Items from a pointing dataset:
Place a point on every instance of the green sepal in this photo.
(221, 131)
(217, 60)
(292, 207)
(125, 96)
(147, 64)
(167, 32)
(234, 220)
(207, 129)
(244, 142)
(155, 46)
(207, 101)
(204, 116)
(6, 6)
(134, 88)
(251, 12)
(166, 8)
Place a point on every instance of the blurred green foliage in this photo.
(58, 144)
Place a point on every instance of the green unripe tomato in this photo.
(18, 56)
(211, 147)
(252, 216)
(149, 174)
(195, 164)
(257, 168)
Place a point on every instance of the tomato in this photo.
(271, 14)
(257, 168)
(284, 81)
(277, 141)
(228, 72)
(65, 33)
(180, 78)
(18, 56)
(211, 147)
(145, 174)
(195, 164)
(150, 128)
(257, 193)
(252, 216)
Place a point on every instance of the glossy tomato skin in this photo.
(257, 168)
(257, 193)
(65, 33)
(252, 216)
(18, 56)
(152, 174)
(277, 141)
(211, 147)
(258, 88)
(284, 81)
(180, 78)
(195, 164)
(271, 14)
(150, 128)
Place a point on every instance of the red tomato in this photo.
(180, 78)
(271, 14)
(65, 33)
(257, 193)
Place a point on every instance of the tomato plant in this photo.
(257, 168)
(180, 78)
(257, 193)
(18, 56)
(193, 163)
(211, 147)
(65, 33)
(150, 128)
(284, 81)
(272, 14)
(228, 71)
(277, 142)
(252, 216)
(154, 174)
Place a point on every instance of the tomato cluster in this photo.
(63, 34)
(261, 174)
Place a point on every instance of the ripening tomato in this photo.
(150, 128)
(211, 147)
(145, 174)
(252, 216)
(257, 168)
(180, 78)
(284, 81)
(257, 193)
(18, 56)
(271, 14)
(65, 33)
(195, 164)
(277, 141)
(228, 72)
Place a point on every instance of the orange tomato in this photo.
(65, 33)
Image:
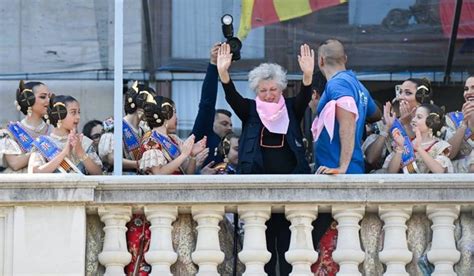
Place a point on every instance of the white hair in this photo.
(267, 71)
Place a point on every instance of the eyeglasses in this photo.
(96, 136)
(398, 90)
(276, 146)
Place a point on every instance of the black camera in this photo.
(228, 31)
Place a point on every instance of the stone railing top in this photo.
(239, 189)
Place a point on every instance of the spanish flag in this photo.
(257, 13)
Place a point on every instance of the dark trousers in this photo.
(278, 241)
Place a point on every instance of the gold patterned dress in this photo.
(9, 145)
(106, 144)
(36, 159)
(438, 150)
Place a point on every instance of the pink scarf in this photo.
(274, 116)
(327, 117)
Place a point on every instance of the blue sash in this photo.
(408, 155)
(130, 139)
(169, 146)
(457, 118)
(21, 136)
(49, 150)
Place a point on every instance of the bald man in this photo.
(346, 104)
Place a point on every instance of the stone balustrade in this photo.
(47, 214)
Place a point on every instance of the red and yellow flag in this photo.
(257, 13)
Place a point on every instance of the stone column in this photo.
(254, 253)
(301, 254)
(161, 254)
(208, 253)
(395, 253)
(115, 255)
(348, 253)
(443, 253)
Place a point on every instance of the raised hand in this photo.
(199, 146)
(187, 146)
(214, 51)
(468, 112)
(406, 112)
(306, 62)
(224, 58)
(78, 149)
(388, 116)
(201, 157)
(417, 141)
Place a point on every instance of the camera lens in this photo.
(227, 19)
(235, 46)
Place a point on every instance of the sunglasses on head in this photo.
(96, 136)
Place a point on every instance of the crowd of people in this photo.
(352, 134)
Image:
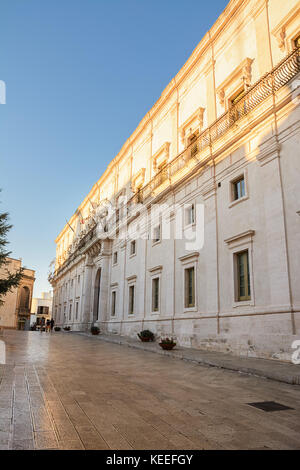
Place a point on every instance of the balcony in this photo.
(264, 88)
(23, 311)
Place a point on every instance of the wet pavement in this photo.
(66, 391)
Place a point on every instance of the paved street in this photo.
(65, 391)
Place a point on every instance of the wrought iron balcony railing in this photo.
(265, 87)
(255, 95)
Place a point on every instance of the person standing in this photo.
(42, 324)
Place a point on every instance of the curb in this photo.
(226, 362)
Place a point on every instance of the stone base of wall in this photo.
(267, 336)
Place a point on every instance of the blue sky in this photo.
(80, 75)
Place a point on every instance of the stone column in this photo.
(87, 293)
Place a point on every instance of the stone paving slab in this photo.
(70, 391)
(270, 369)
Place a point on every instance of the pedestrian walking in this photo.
(42, 324)
(48, 324)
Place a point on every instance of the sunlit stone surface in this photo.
(224, 134)
(65, 391)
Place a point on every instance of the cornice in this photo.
(222, 22)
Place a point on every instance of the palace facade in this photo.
(218, 156)
(15, 310)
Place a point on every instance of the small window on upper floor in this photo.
(156, 234)
(190, 215)
(192, 142)
(297, 41)
(132, 247)
(238, 188)
(237, 96)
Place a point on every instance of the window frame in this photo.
(115, 258)
(155, 309)
(131, 308)
(238, 177)
(155, 241)
(187, 262)
(113, 303)
(187, 208)
(132, 243)
(238, 296)
(237, 244)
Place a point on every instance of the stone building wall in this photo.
(256, 139)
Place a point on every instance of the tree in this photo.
(10, 280)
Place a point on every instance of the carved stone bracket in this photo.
(194, 121)
(161, 156)
(138, 180)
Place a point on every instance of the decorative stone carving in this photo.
(280, 37)
(138, 180)
(195, 121)
(221, 97)
(161, 156)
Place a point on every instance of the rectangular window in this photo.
(192, 142)
(243, 276)
(131, 300)
(113, 303)
(156, 233)
(190, 214)
(155, 294)
(297, 41)
(189, 287)
(132, 247)
(238, 187)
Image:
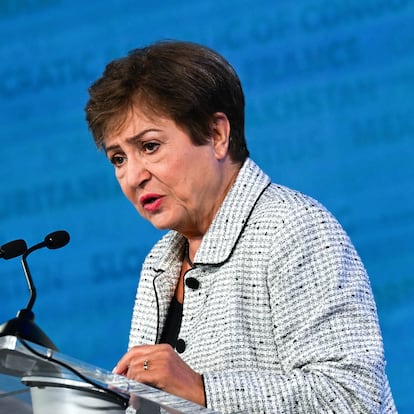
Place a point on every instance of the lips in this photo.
(151, 201)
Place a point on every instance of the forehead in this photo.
(130, 122)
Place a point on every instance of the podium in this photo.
(38, 380)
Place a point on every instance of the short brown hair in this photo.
(182, 80)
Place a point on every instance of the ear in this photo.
(220, 134)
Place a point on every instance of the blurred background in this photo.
(330, 111)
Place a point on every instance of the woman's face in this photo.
(171, 182)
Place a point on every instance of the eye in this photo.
(150, 147)
(117, 160)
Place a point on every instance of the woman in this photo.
(255, 299)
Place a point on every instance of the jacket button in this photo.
(192, 283)
(180, 346)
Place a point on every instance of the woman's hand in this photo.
(161, 367)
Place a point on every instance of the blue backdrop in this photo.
(329, 88)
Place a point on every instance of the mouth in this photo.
(150, 202)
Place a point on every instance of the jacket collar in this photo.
(222, 235)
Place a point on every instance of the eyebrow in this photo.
(130, 140)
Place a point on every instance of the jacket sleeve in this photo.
(326, 331)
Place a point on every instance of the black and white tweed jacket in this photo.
(278, 314)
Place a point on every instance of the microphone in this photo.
(53, 240)
(23, 325)
(13, 249)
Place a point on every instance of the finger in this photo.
(128, 358)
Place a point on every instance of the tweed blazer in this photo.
(278, 313)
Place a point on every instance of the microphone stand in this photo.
(23, 325)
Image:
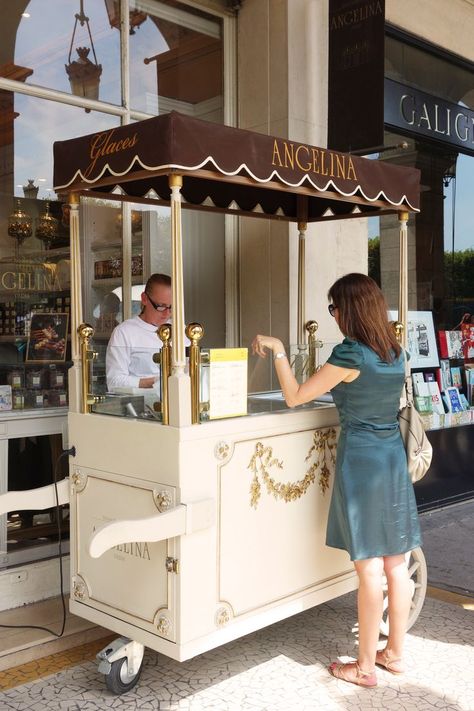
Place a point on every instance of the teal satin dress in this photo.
(373, 508)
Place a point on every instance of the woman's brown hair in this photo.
(362, 314)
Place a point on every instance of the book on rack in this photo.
(436, 401)
(446, 381)
(467, 338)
(418, 383)
(453, 400)
(423, 404)
(470, 384)
(456, 378)
(5, 397)
(450, 344)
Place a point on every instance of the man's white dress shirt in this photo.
(130, 353)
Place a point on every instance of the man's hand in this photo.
(147, 382)
(261, 343)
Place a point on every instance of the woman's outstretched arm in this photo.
(295, 394)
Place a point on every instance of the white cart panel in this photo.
(274, 500)
(131, 577)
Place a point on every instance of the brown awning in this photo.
(233, 170)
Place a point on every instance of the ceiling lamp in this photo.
(84, 75)
(19, 224)
(47, 227)
(136, 17)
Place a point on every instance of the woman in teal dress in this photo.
(373, 514)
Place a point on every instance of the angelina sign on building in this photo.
(356, 74)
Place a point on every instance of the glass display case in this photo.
(263, 394)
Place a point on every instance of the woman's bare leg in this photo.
(370, 606)
(399, 600)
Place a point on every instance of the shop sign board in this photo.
(356, 74)
(419, 113)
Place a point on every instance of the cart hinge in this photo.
(172, 565)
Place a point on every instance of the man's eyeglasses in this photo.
(159, 307)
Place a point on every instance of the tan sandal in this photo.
(388, 661)
(362, 678)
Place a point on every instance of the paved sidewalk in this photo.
(282, 668)
(448, 545)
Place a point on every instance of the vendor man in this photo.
(129, 359)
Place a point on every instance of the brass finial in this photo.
(85, 331)
(194, 332)
(164, 332)
(311, 327)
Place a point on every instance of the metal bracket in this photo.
(119, 648)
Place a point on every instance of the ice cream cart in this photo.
(188, 532)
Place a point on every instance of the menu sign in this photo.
(227, 382)
(355, 74)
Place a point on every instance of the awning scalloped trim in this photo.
(274, 174)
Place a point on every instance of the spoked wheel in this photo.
(418, 579)
(118, 679)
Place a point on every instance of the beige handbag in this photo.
(417, 445)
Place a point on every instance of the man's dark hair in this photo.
(155, 279)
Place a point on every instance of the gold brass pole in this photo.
(312, 327)
(301, 282)
(164, 333)
(85, 333)
(195, 332)
(403, 283)
(399, 328)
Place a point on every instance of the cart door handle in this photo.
(181, 520)
(42, 498)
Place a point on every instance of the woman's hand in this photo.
(261, 344)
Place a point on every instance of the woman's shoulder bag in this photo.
(417, 445)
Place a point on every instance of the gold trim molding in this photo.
(79, 588)
(221, 450)
(223, 616)
(322, 452)
(79, 480)
(163, 626)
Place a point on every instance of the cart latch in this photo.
(172, 565)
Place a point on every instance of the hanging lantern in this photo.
(19, 225)
(47, 227)
(31, 190)
(84, 75)
(136, 17)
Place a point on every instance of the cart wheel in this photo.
(418, 579)
(118, 680)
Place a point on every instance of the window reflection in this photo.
(35, 44)
(34, 125)
(176, 62)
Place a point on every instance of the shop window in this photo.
(176, 61)
(41, 38)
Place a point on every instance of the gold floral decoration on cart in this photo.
(322, 449)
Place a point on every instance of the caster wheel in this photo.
(118, 680)
(418, 579)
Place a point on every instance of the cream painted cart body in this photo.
(185, 536)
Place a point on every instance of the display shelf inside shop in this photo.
(44, 255)
(433, 421)
(33, 413)
(115, 281)
(106, 246)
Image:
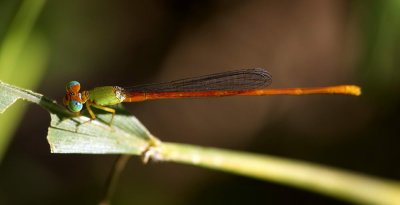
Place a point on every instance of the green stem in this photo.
(321, 179)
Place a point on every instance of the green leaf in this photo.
(68, 134)
(80, 135)
(76, 134)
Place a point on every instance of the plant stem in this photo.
(342, 184)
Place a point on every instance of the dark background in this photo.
(301, 43)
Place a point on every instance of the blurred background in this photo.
(45, 44)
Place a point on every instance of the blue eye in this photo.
(73, 86)
(75, 106)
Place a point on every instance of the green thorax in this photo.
(107, 95)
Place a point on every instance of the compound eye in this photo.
(73, 86)
(75, 106)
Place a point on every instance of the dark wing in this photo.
(246, 79)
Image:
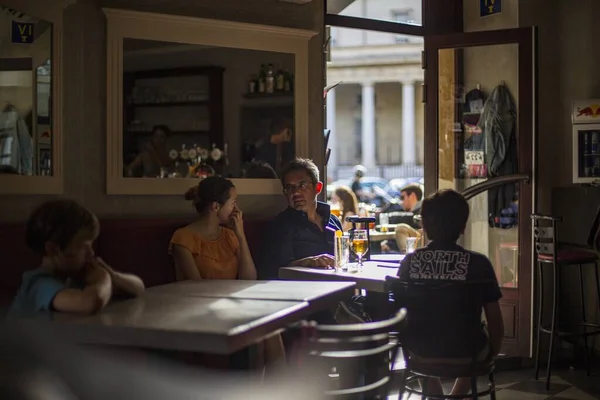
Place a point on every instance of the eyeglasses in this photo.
(291, 188)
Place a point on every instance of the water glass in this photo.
(342, 252)
(411, 245)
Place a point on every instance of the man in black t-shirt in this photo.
(444, 219)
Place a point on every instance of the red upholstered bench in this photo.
(138, 246)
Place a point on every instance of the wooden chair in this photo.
(550, 252)
(354, 360)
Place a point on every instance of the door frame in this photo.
(522, 298)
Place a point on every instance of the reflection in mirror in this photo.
(25, 94)
(194, 111)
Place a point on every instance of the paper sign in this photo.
(489, 7)
(22, 32)
(474, 157)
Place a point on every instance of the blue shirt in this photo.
(291, 236)
(36, 293)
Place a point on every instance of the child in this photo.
(70, 279)
(444, 219)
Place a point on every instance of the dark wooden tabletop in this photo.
(186, 323)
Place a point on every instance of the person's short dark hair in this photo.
(413, 188)
(257, 169)
(444, 215)
(58, 221)
(301, 164)
(278, 124)
(209, 190)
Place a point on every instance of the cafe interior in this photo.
(123, 105)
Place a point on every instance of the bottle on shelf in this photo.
(262, 79)
(270, 79)
(288, 82)
(280, 81)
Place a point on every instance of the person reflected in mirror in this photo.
(302, 234)
(71, 278)
(154, 155)
(344, 196)
(278, 149)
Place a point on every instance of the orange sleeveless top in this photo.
(215, 259)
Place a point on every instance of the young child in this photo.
(70, 279)
(444, 219)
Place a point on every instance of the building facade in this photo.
(376, 114)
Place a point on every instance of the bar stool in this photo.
(550, 252)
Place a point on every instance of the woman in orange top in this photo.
(205, 249)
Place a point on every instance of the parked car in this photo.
(368, 184)
(395, 185)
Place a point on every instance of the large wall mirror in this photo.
(202, 97)
(30, 144)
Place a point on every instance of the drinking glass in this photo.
(342, 252)
(360, 244)
(411, 245)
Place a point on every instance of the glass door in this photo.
(480, 116)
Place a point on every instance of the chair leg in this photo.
(555, 298)
(584, 320)
(539, 318)
(492, 379)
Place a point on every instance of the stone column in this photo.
(409, 148)
(368, 126)
(332, 166)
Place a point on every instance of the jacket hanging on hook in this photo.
(498, 124)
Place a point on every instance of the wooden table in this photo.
(319, 295)
(372, 277)
(216, 317)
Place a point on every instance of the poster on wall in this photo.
(490, 7)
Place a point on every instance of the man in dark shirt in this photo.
(444, 217)
(302, 234)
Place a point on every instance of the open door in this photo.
(480, 126)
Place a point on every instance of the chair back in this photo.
(429, 304)
(545, 236)
(594, 238)
(361, 354)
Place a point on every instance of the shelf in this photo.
(172, 132)
(277, 99)
(171, 104)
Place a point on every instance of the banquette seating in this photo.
(137, 246)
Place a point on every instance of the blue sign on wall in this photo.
(490, 7)
(22, 32)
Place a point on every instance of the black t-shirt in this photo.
(441, 318)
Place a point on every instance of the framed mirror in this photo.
(30, 97)
(202, 97)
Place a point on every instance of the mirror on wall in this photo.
(25, 94)
(194, 110)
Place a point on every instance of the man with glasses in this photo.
(303, 234)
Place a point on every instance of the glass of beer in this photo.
(336, 210)
(360, 244)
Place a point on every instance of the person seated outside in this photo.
(411, 197)
(302, 234)
(444, 217)
(71, 278)
(346, 199)
(215, 247)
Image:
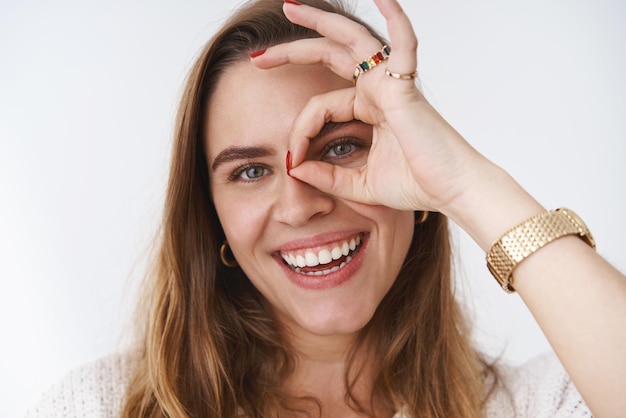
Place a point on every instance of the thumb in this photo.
(342, 182)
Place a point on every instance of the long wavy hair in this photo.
(211, 348)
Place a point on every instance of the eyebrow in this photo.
(244, 153)
(240, 153)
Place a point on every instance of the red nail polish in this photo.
(288, 162)
(257, 53)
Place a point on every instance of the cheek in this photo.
(242, 220)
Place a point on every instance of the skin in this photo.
(263, 210)
(576, 296)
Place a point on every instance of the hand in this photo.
(417, 160)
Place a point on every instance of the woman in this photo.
(305, 263)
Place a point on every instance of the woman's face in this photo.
(323, 263)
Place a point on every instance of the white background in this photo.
(88, 92)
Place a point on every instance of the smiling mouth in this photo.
(320, 261)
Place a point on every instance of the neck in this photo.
(320, 372)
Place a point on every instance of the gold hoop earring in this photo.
(224, 259)
(422, 217)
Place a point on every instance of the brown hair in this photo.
(211, 347)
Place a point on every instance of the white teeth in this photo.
(311, 260)
(345, 248)
(324, 257)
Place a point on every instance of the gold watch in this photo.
(529, 236)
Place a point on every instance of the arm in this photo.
(577, 298)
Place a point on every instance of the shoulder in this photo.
(94, 390)
(538, 388)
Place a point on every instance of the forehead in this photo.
(251, 105)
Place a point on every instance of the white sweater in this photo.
(539, 389)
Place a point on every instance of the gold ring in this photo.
(400, 76)
(371, 62)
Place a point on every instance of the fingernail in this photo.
(257, 53)
(288, 162)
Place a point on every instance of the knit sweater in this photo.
(540, 388)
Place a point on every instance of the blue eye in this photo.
(252, 172)
(249, 173)
(340, 150)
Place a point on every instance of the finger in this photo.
(403, 60)
(335, 106)
(321, 51)
(345, 183)
(336, 27)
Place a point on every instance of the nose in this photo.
(299, 203)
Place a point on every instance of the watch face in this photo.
(583, 231)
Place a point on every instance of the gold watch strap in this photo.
(529, 236)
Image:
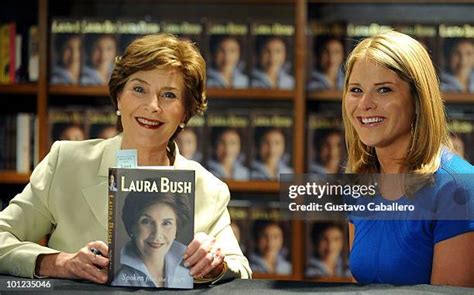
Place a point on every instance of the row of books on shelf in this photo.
(18, 142)
(265, 237)
(19, 55)
(252, 54)
(238, 144)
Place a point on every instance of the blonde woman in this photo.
(395, 123)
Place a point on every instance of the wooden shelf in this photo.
(326, 95)
(250, 94)
(212, 93)
(334, 95)
(79, 90)
(28, 88)
(458, 97)
(254, 186)
(12, 177)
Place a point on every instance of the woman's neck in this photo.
(149, 156)
(156, 268)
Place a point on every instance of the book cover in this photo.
(461, 127)
(151, 222)
(191, 139)
(66, 54)
(326, 56)
(271, 152)
(131, 29)
(228, 55)
(326, 153)
(272, 55)
(457, 67)
(355, 32)
(33, 54)
(269, 245)
(67, 124)
(8, 53)
(191, 30)
(227, 153)
(100, 49)
(327, 254)
(101, 123)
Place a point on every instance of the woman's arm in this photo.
(453, 261)
(26, 220)
(351, 240)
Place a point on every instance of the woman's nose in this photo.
(154, 104)
(367, 102)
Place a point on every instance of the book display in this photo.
(56, 57)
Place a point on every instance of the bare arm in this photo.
(453, 261)
(351, 240)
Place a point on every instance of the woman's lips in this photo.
(370, 121)
(148, 123)
(155, 245)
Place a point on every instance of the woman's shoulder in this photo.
(453, 164)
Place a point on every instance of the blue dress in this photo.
(401, 251)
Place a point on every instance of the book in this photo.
(269, 245)
(100, 49)
(131, 29)
(24, 134)
(271, 152)
(227, 55)
(151, 222)
(33, 54)
(325, 141)
(457, 47)
(101, 123)
(66, 54)
(67, 124)
(190, 30)
(355, 32)
(461, 127)
(227, 153)
(8, 53)
(272, 55)
(327, 254)
(326, 56)
(191, 139)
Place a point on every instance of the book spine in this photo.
(12, 52)
(23, 143)
(111, 234)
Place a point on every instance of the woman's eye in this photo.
(146, 221)
(385, 89)
(167, 223)
(169, 95)
(355, 90)
(138, 89)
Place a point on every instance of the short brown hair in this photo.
(163, 51)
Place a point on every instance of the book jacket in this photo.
(151, 222)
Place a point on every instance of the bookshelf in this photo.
(300, 12)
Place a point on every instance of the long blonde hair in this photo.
(410, 60)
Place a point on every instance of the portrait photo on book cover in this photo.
(151, 232)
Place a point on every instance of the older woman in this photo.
(395, 123)
(156, 87)
(153, 255)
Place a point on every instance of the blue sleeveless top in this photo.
(401, 251)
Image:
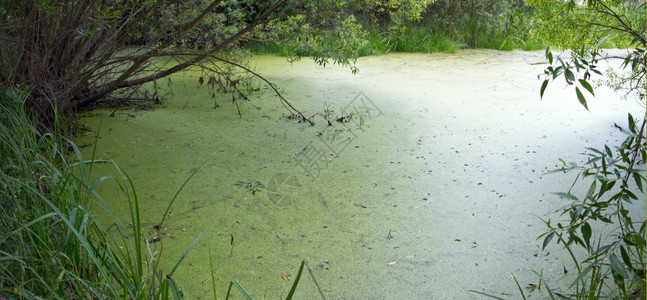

-- Task brief --
Convert everything from the line containing "Place a point on every instance of the woman's shoulder in" down to the end of the items into a Markdown table with the columns Row and Line. Give each line its own numbered row, skip blank lines, and leave the pictures out.

-- Result for this exercise --
| Row | Line |
|---|---|
| 1 | Place a point on every instance of the woman's shoulder in this photo. |
| 2 | (453, 164) |
| 3 | Place a point on every instance of the blue dress in this photo. |
| 4 | (401, 251) |
| 5 | Place a point on every instance of the book in this photo. |
| 6 | (269, 245) |
| 7 | (100, 49) |
| 8 | (131, 29) |
| 9 | (24, 134) |
| 10 | (271, 152) |
| 11 | (227, 55) |
| 12 | (151, 222) |
| 13 | (33, 54) |
| 14 | (325, 141) |
| 15 | (457, 47) |
| 16 | (101, 123) |
| 17 | (66, 54) |
| 18 | (67, 124) |
| 19 | (190, 30) |
| 20 | (355, 32) |
| 21 | (461, 127) |
| 22 | (227, 153) |
| 23 | (8, 53) |
| 24 | (272, 55) |
| 25 | (327, 254) |
| 26 | (326, 56) |
| 27 | (191, 139) |
| 28 | Place a point on every instance of the book spine in this photo. |
| 29 | (12, 52) |
| 30 | (23, 143) |
| 31 | (111, 234) |
| 32 | Place a point on every instance of the woman's eye in this photo. |
| 33 | (146, 221) |
| 34 | (385, 89) |
| 35 | (167, 223) |
| 36 | (169, 95) |
| 37 | (355, 90) |
| 38 | (138, 89) |
| 39 | Place a point on every instance of the short brown hair in this photo. |
| 40 | (163, 51) |
| 41 | Place a point on every instance of the book jacket in this photo. |
| 42 | (151, 222) |
| 43 | Place a point on every instance of the bookshelf in this photo. |
| 44 | (300, 12) |
| 45 | Place a point on every instance of the long blonde hair in this photo. |
| 46 | (410, 60) |
| 47 | Place a point on every instance of the portrait photo on book cover in this photo. |
| 48 | (151, 232) |
| 49 | Place a point on every instance of the older woman in this photo. |
| 50 | (395, 123) |
| 51 | (156, 87) |
| 52 | (153, 255) |
| 53 | Place a point on every instance of the blue sleeveless top in this photo. |
| 54 | (401, 251) |
| 55 | Image: |